Stated task A: In the forum thread about a sequence limit, what does amyna ask whether they can also do?
Stated task B: For each statement below, say whether it agrees with the forum thread about a sequence limit, and quote the words of the thread that decide it. (i) zepdrix says there are no "sides" in the problem. (ii) zepdrix recommends multiplying both sides by n. (iii) zepdrix admits to a typo in the example.
Stated task C: Reproduce word for word the passage of the forum thread about a sequence limit starting with "Our limit depends" and going on through "of the limit.".

Text extract:
● ● ●

Oh limit of the sequence? not the series?
Ok that makes things a little easier then :d

- zepdrix

\[\large\rm \lim_{n\to\infty}\frac{n-1}{n}\quad=\quad \lim_{n\to\infty}\frac{n}{n}-\frac{1}{n}\quad=\quad \lim_{n\to\infty}1-\lim_{n\to\infty}\frac{1}{n}\]You could break it up like this I suppose.
That seems like a good start :o

- amyna

ok i will try this approach, can i also multiply both sides by n ?

- zepdrix

No no let's not try anything fancy like that :)
We don't actually have any "sides" here.
It's just this guy \(\large\rm \lim\limits_{n\to\infty}\frac{n-1}{n}\)
and we're rewriting him in a way that's easier to handle.
Our limit depends on n,
So in the same way that you can't factor n `out of the limit`,
Example:\(\large\rm \lim\limits_{n\to\infty}2\frac{1}{n}\ne\frac{1}{n}\lim\limits_{n\to\infty}\frac{1}{n}2\) (Can't pull the n stuff out like that)
we also don't want to introduce new n stuff into the limit! :o

- zepdrix

Ah typo in my example :c woops

- zepdrix

I was trying to say that you can't factor the 1/n outside of the limit.
Was just trying to give an example why you don't want to multiply any n's into the limit.

● ● ●

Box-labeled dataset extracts
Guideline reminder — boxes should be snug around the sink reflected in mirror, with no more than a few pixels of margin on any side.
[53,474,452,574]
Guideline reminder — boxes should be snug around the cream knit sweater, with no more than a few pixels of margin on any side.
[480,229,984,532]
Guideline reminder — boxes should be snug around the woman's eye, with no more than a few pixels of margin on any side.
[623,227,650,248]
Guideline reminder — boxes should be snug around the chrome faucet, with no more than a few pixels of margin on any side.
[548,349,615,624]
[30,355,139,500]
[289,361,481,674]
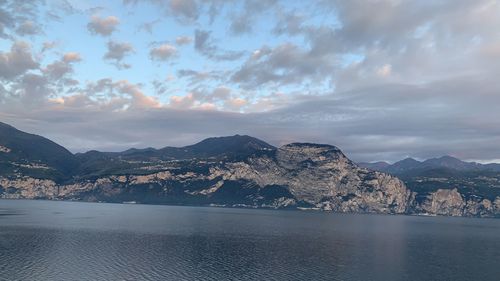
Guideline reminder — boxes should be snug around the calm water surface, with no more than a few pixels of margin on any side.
[0,200,500,281]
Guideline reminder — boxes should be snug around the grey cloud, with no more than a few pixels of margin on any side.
[231,43,335,88]
[137,19,160,34]
[87,16,120,36]
[170,0,198,20]
[194,29,245,61]
[123,0,200,23]
[175,36,193,46]
[16,20,41,36]
[0,41,39,79]
[149,43,177,61]
[42,52,81,80]
[229,0,278,35]
[103,40,134,68]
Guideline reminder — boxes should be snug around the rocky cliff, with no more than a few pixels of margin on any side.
[0,121,500,217]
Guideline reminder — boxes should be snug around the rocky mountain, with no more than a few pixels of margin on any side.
[0,121,500,217]
[359,156,500,215]
[358,155,500,175]
[0,122,79,180]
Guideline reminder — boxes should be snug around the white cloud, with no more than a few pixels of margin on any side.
[87,16,120,36]
[149,44,177,61]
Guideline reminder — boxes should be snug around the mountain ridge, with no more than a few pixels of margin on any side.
[0,121,500,217]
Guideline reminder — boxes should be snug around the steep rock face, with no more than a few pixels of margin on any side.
[413,188,500,217]
[217,143,411,213]
[0,144,412,213]
[420,189,466,216]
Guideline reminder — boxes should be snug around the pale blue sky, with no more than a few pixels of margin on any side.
[0,0,500,162]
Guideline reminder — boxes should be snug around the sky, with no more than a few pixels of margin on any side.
[0,0,500,163]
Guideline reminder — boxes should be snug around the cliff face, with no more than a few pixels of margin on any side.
[0,144,413,213]
[0,120,500,217]
[413,189,500,217]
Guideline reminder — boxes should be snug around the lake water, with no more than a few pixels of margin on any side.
[0,200,500,281]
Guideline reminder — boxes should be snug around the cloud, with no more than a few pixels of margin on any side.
[231,43,335,88]
[137,19,160,34]
[103,40,134,68]
[175,36,193,46]
[87,16,120,36]
[170,0,198,20]
[149,44,177,61]
[63,52,82,63]
[194,29,244,61]
[16,20,41,36]
[0,41,39,79]
[123,0,199,24]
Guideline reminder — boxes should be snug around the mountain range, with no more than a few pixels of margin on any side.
[0,123,500,217]
[358,156,500,175]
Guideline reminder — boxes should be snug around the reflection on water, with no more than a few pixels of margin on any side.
[0,200,500,280]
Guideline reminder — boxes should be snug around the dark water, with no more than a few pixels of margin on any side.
[0,200,500,281]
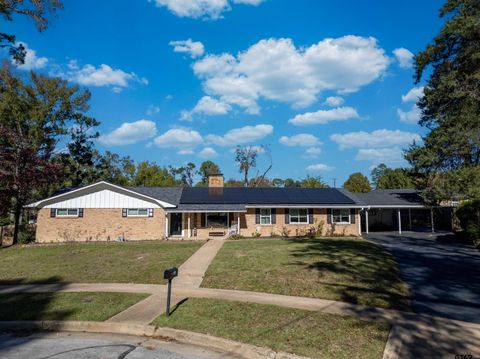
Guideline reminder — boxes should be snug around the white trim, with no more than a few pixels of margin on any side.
[55,208,80,218]
[332,208,352,224]
[126,208,150,218]
[25,181,176,208]
[288,207,310,224]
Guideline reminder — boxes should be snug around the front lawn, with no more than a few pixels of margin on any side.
[153,298,389,359]
[0,241,204,284]
[0,292,148,321]
[202,238,408,309]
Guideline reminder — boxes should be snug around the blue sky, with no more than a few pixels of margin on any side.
[3,0,441,184]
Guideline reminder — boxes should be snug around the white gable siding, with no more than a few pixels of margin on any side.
[45,190,160,208]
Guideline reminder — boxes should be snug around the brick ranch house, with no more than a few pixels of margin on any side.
[27,175,440,243]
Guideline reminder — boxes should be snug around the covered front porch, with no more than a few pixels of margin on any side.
[165,209,246,239]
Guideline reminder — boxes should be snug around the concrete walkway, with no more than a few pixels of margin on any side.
[173,239,225,288]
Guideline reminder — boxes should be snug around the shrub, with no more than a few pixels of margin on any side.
[455,200,480,249]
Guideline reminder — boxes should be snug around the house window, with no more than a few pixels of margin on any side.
[56,208,78,217]
[127,208,148,217]
[206,212,228,228]
[260,208,272,224]
[332,208,350,224]
[290,208,308,224]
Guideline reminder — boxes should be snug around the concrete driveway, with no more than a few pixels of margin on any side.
[365,232,480,323]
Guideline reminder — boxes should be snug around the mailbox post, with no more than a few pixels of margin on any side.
[163,267,178,317]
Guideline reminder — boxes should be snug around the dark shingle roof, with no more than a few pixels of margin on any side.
[180,187,355,205]
[350,189,425,206]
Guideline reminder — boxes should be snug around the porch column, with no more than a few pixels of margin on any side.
[165,213,169,240]
[397,208,402,234]
[430,207,435,233]
[408,208,412,230]
[365,208,368,234]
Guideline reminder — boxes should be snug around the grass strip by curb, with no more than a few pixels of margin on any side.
[153,298,389,359]
[0,292,148,321]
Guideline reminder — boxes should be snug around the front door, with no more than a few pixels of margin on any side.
[170,213,182,236]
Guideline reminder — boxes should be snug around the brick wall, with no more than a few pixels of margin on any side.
[36,208,165,243]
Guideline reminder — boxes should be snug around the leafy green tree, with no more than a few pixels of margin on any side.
[197,160,221,187]
[133,161,180,187]
[0,67,90,242]
[371,163,414,189]
[0,0,63,64]
[298,175,328,188]
[406,0,480,202]
[343,172,372,193]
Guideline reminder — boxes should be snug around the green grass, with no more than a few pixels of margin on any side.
[0,241,203,284]
[0,292,148,321]
[202,238,408,309]
[153,298,389,359]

● ● ●

Exercise response A: Multiply both sides by n.

Exercise response B:
(i) Yes: "We don't actually have any "sides" here."
(ii) No: "No no let's not try anything fancy like that :)"
(iii) Yes: "Ah typo in my example :c woops"

Exercise response C:
Our limit depends on n,
So in the same way that you can't factor n `out of the limit`,
Example:\(\large\rm \lim\limits_{n\to\infty}2\frac{1}{n}\ne\frac{1}{n}\lim\limits_{n\to\infty}\frac{1}{n}2\) (Can't pull the n stuff out like that)
we also don't want to introduce new n stuff into the limit! :o

- zepdrix

Ah typo in my example :c woops

- zepdrix

I was trying to say that you can't factor the 1/n outside of the limit.